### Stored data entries
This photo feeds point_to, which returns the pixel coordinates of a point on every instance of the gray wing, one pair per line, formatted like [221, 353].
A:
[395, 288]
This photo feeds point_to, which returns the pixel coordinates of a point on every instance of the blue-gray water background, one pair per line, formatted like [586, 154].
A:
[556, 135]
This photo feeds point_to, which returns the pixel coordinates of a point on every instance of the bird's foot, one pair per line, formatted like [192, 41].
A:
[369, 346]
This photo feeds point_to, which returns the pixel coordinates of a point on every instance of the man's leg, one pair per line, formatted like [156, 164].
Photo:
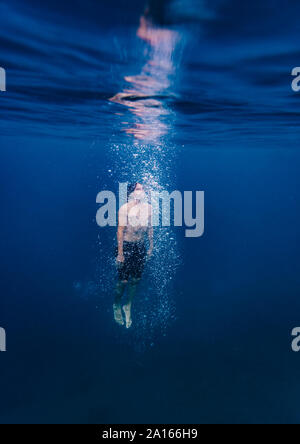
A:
[119, 291]
[132, 288]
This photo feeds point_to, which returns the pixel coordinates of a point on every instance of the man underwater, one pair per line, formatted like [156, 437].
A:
[135, 221]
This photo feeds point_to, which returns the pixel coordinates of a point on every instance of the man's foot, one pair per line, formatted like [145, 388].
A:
[118, 314]
[127, 311]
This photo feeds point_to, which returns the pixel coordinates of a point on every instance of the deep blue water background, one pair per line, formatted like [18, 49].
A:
[220, 350]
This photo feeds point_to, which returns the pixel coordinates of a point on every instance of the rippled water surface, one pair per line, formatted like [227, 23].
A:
[182, 94]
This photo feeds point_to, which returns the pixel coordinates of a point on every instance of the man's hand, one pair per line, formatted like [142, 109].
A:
[120, 258]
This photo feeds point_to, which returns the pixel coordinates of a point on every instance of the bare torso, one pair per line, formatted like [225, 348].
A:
[135, 217]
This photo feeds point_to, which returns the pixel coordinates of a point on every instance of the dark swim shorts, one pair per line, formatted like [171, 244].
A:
[135, 254]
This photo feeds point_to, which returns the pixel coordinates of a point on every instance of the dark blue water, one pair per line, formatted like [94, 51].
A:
[200, 99]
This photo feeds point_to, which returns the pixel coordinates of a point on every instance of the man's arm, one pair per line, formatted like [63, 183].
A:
[121, 227]
[150, 233]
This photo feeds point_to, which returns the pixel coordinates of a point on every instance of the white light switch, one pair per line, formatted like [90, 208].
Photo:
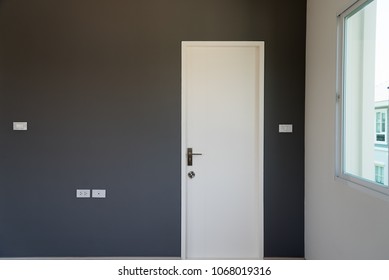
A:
[20, 125]
[285, 128]
[98, 193]
[82, 193]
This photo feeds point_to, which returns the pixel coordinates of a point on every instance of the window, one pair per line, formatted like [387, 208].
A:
[379, 173]
[380, 124]
[363, 95]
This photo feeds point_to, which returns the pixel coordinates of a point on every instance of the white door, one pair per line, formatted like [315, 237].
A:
[222, 119]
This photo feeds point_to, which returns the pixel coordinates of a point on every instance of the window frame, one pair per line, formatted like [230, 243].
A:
[385, 133]
[340, 109]
[381, 166]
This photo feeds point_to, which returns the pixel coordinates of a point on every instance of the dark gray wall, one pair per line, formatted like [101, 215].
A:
[99, 84]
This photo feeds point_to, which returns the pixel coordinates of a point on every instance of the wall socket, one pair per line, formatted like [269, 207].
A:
[82, 193]
[285, 128]
[99, 193]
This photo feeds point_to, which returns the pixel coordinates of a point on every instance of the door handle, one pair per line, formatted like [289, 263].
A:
[190, 155]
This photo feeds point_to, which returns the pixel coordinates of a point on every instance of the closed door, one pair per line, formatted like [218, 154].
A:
[222, 150]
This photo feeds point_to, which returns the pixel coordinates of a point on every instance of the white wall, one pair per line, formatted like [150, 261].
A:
[342, 221]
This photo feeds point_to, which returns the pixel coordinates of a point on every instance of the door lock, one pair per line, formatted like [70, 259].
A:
[190, 155]
[191, 174]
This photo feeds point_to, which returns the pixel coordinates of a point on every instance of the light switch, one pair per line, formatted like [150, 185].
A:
[99, 193]
[20, 125]
[82, 193]
[285, 128]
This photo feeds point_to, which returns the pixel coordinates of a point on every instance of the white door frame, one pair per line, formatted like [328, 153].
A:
[184, 46]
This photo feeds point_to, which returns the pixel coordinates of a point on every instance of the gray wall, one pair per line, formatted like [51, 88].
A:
[99, 84]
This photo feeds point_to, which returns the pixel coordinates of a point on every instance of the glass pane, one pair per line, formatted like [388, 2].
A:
[365, 92]
[378, 119]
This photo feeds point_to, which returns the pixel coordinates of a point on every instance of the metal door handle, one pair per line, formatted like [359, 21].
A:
[190, 156]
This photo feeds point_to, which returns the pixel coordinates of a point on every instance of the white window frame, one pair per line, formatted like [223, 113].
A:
[379, 165]
[385, 133]
[340, 172]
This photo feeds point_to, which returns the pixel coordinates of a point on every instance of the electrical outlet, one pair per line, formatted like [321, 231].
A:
[20, 125]
[285, 128]
[82, 193]
[99, 193]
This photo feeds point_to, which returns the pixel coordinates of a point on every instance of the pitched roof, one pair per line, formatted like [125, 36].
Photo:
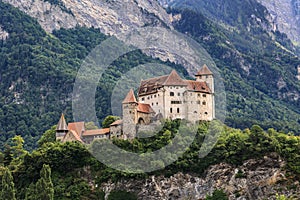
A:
[197, 86]
[96, 132]
[78, 127]
[174, 79]
[130, 98]
[74, 134]
[116, 123]
[204, 71]
[144, 108]
[151, 85]
[62, 125]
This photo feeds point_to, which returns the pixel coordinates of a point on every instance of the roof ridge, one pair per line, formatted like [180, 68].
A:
[130, 98]
[62, 125]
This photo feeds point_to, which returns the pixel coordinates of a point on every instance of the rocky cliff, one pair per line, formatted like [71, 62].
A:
[254, 179]
[109, 16]
[284, 17]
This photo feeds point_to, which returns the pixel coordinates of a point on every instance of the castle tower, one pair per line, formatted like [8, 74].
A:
[61, 128]
[129, 115]
[205, 75]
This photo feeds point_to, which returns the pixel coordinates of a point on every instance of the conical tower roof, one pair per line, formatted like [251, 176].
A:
[62, 125]
[204, 71]
[130, 98]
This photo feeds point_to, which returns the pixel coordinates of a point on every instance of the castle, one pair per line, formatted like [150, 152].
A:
[164, 97]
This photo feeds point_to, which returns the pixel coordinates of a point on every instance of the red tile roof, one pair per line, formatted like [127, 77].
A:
[62, 125]
[116, 123]
[77, 137]
[130, 98]
[151, 85]
[96, 132]
[204, 71]
[174, 79]
[197, 86]
[78, 127]
[144, 108]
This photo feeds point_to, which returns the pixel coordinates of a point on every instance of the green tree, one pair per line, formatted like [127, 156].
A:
[30, 192]
[44, 186]
[8, 186]
[109, 120]
[17, 152]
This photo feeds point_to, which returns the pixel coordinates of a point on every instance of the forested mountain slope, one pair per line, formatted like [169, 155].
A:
[38, 68]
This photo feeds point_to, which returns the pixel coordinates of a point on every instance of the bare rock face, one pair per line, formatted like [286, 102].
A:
[255, 179]
[110, 16]
[284, 17]
[49, 16]
[3, 34]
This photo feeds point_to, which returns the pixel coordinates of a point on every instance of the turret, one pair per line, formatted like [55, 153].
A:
[129, 115]
[205, 75]
[61, 128]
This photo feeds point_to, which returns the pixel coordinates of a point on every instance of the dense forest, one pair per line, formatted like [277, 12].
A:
[66, 170]
[38, 69]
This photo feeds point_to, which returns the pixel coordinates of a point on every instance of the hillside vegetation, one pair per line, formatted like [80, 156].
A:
[74, 172]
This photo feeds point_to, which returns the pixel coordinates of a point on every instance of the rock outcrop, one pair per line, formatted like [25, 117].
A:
[255, 179]
[111, 17]
[284, 17]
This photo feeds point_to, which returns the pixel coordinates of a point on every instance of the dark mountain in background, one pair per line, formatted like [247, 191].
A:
[43, 46]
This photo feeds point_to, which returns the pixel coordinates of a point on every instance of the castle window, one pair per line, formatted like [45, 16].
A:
[176, 102]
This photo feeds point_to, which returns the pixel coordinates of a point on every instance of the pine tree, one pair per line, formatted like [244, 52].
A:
[30, 192]
[44, 187]
[8, 186]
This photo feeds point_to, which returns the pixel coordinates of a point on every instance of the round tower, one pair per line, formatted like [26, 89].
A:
[61, 128]
[129, 106]
[205, 75]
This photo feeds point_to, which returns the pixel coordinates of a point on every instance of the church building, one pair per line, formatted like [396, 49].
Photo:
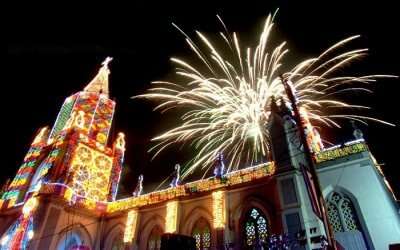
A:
[63, 196]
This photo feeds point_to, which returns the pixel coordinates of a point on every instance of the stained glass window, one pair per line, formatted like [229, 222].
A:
[255, 228]
[341, 212]
[202, 234]
[154, 242]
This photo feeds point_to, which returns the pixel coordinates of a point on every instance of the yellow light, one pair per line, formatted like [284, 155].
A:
[29, 206]
[30, 234]
[80, 119]
[219, 209]
[40, 136]
[4, 240]
[130, 226]
[92, 170]
[120, 142]
[171, 218]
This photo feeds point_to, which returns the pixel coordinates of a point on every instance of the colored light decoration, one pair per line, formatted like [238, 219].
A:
[331, 154]
[172, 216]
[130, 226]
[218, 198]
[5, 240]
[313, 137]
[29, 206]
[30, 234]
[91, 170]
[120, 142]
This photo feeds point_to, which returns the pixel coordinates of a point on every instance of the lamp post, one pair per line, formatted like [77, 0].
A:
[310, 162]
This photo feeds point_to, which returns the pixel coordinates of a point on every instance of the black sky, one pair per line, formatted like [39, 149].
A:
[54, 50]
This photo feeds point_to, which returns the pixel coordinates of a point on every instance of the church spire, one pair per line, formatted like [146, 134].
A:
[99, 84]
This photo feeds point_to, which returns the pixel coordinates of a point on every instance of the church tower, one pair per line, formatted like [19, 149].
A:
[360, 205]
[75, 151]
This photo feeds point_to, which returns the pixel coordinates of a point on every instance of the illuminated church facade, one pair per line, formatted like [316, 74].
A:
[64, 194]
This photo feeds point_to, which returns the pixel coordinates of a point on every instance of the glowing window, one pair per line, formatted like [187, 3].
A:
[341, 213]
[118, 242]
[202, 234]
[255, 228]
[154, 242]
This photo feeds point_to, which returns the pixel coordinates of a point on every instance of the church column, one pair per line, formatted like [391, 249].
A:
[219, 217]
[172, 217]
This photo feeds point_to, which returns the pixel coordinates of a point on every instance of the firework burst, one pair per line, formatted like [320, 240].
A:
[227, 105]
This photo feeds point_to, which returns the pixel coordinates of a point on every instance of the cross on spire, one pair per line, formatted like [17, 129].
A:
[99, 84]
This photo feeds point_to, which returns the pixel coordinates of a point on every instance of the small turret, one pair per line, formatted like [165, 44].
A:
[357, 133]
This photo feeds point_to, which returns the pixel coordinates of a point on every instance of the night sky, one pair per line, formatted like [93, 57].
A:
[54, 50]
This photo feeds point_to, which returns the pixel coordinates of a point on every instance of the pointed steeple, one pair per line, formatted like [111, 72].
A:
[99, 84]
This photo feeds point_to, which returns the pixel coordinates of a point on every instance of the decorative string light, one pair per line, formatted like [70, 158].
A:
[130, 226]
[172, 216]
[219, 209]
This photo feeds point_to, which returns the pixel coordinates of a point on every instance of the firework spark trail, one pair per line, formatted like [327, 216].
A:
[229, 103]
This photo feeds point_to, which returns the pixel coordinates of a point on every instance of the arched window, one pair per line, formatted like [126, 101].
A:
[118, 242]
[202, 234]
[69, 241]
[154, 242]
[344, 221]
[255, 228]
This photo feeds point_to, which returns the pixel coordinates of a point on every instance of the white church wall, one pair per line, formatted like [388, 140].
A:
[359, 180]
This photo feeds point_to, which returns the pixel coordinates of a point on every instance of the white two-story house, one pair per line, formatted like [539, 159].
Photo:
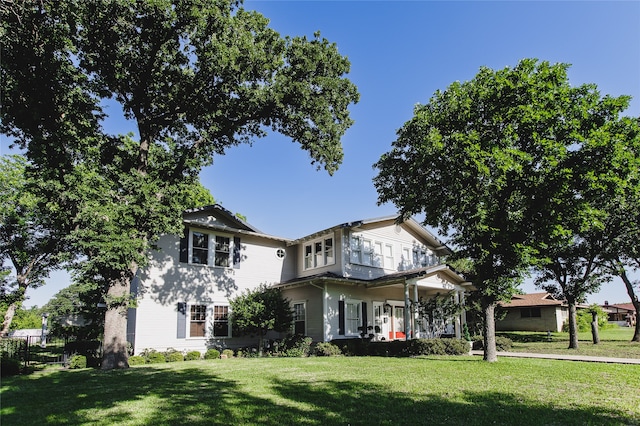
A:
[356, 278]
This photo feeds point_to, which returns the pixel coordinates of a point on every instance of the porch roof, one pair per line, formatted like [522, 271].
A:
[418, 276]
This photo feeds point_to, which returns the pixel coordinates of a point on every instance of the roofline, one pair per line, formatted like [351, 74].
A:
[410, 222]
[231, 230]
[385, 280]
[226, 212]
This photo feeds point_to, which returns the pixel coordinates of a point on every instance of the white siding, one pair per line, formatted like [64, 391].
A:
[166, 282]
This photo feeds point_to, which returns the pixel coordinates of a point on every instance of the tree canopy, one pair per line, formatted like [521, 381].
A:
[28, 241]
[493, 162]
[195, 77]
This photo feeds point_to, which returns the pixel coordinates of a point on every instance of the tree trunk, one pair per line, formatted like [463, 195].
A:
[573, 325]
[18, 298]
[636, 303]
[489, 326]
[594, 328]
[8, 318]
[114, 345]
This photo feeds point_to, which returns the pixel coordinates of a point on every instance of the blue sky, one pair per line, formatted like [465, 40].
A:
[401, 53]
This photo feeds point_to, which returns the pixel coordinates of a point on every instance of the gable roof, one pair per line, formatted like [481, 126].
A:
[437, 246]
[532, 299]
[231, 223]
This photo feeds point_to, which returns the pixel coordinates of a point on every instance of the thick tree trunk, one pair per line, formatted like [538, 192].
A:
[573, 326]
[636, 304]
[490, 352]
[114, 345]
[18, 299]
[594, 328]
[8, 318]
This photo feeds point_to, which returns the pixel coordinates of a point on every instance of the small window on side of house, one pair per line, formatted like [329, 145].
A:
[197, 320]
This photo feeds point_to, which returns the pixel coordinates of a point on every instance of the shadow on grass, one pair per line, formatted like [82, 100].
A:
[197, 396]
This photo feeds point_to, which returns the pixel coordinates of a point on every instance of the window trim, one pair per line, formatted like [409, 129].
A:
[358, 304]
[315, 253]
[211, 248]
[528, 312]
[191, 321]
[213, 320]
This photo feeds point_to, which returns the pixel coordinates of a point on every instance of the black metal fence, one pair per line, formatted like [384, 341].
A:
[32, 350]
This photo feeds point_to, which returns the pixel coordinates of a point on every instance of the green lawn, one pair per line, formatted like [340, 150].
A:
[614, 342]
[330, 391]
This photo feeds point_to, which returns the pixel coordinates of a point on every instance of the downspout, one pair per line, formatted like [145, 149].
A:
[458, 325]
[325, 314]
[415, 314]
[407, 313]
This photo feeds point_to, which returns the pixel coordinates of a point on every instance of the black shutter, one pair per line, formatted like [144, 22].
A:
[182, 320]
[236, 252]
[341, 317]
[184, 246]
[364, 318]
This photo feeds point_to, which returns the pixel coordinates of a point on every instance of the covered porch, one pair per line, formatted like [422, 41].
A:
[399, 318]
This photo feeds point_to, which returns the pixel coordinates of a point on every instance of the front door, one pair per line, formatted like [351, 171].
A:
[381, 323]
[398, 323]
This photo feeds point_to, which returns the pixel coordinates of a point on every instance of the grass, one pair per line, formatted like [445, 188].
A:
[330, 391]
[614, 342]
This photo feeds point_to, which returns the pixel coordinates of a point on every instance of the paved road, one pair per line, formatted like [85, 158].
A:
[566, 357]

### OBJECTIVE
Format the lines from the one containing "like [85, 158]." through the end of the records as a numbered list, omitting any blank lines.

### RESULT OF THE EXERCISE
1. This photo feeds point_to, which returns the pixel coordinates of a point on every instance of the paved road, one pair per line, formatted like [85, 158].
2. A:
3. [566, 357]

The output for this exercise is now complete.